Passage provided:
========================================

Well $7.21 now, man I timed my sell perfectly - very happy!   

The main reason as I see it is BPC were rumoured to be wanting to takeover AMC, but BPC have since bought a Canadian paper company. so a takeover ain gonna happen, and the premium that was there is now going.

So AMC will drift down to the norm of a PE around 15 - so they may lose another 5% or so and then stay there for a while.

I'd value AMC at about $6.80 based on current earnings and the fact they are not expecting any growth!


----------



## swingstar (20 October 2006)

It's definitely high on my watchlist.


----------



## imaginator (24 October 2006)

swingstar have u started shorting this?


----------



## swingstar (25 October 2006)

imaginator said:
			
		

> swingstar have u started shorting this?




I am short. 

Start of a new channel?


----------



## imaginator (25 October 2006)

ive been shorting it too, since 7.2. U were right, at 7.2, the downtrend became very stable. 1 week before that I entered at 7.45, 7.35, but it was erratic, down, then up, then down...

U really taught me a valuable lesson, to wait for confirmation of a trend!
thanks!


----------



## swingstar (25 October 2006)

========================================

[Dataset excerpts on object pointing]
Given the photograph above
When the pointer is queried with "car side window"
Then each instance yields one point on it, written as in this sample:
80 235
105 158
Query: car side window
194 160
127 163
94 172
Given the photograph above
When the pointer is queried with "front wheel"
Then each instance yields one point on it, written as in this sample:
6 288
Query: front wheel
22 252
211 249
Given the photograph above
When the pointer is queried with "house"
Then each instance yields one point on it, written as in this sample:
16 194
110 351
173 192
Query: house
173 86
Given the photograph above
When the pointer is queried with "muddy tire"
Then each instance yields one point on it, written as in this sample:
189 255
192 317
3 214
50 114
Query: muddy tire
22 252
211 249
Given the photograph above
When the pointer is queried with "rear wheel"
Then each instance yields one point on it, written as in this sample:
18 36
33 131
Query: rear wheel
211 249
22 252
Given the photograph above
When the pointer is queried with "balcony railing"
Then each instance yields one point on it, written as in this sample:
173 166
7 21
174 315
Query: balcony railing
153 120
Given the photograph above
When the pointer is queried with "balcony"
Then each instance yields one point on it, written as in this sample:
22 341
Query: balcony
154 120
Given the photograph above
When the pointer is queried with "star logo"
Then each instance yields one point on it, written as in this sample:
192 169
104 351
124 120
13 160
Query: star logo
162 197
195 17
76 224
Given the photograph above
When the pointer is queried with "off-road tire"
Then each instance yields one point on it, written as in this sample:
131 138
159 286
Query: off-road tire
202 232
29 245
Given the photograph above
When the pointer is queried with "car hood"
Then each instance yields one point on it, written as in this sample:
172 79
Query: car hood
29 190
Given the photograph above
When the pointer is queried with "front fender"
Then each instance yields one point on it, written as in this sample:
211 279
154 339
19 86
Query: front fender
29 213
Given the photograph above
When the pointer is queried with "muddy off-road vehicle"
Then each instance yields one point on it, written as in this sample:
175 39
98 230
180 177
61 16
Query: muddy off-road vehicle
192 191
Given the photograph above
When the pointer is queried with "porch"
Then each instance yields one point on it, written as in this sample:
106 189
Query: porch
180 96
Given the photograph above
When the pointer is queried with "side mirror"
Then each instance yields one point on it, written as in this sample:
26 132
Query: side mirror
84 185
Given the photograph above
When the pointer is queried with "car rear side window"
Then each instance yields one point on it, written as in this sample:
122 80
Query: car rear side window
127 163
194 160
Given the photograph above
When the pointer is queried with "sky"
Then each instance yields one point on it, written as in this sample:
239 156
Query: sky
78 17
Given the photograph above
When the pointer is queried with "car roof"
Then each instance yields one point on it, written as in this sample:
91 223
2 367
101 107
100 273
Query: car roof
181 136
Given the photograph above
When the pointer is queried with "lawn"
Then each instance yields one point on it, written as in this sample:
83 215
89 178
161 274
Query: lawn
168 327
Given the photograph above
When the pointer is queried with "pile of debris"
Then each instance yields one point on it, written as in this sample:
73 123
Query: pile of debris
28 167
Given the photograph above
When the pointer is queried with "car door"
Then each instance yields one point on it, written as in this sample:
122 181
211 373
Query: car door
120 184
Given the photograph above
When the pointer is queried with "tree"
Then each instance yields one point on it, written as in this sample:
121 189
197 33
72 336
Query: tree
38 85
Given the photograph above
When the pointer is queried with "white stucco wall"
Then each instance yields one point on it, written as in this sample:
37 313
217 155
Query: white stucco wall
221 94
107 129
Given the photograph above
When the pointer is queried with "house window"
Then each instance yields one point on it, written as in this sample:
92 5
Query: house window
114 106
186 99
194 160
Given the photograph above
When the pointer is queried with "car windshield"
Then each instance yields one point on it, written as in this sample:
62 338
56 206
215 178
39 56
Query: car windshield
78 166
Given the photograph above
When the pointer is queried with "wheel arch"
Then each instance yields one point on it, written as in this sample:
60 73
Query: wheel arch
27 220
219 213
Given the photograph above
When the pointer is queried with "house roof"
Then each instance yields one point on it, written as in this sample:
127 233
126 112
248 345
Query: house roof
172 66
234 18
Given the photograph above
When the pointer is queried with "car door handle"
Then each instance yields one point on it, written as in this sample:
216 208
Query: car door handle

========================================

Brief 1:
Answer these about the forum thread:
(a) Which company was rumored to want to take over AMC?
(b) At roughly what price does the first post value AMC?
(c) From what price has imaginator been shorting AMC?
Brief 2: How many lines of the records contain the string "porch"? Case counts. Reply with the number only.

Worked answer 1:
(a) BPC
(b) About $6.80
(c) 7.2

Worked answer 2: 2